## Assigned task
Read the records below and copy each line that contains "roof".
== Provided information ==
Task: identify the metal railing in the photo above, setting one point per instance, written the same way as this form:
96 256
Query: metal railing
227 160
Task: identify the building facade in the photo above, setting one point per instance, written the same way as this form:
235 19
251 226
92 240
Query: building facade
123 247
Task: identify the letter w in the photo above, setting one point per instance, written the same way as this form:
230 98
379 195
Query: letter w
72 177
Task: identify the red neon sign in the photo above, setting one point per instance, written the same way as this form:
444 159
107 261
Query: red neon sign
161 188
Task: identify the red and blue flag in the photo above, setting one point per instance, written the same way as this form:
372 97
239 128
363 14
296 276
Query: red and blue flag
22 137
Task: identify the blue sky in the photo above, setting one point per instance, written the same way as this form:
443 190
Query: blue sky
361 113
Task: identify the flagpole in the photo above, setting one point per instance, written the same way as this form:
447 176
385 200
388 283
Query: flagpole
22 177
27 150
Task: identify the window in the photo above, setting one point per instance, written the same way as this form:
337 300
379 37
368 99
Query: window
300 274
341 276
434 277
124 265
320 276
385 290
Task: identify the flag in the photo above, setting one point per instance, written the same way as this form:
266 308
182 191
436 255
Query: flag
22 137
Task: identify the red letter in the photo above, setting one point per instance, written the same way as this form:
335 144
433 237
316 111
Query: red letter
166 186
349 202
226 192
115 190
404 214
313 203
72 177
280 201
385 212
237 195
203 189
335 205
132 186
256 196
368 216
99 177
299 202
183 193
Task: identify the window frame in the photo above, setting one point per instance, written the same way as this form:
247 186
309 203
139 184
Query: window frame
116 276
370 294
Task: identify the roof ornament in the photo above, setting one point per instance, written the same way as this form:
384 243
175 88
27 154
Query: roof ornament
===
## Answer
Task: identify the roof ornament in the photo above, setting one point per instance, written the same way as this form:
Query: roof ornament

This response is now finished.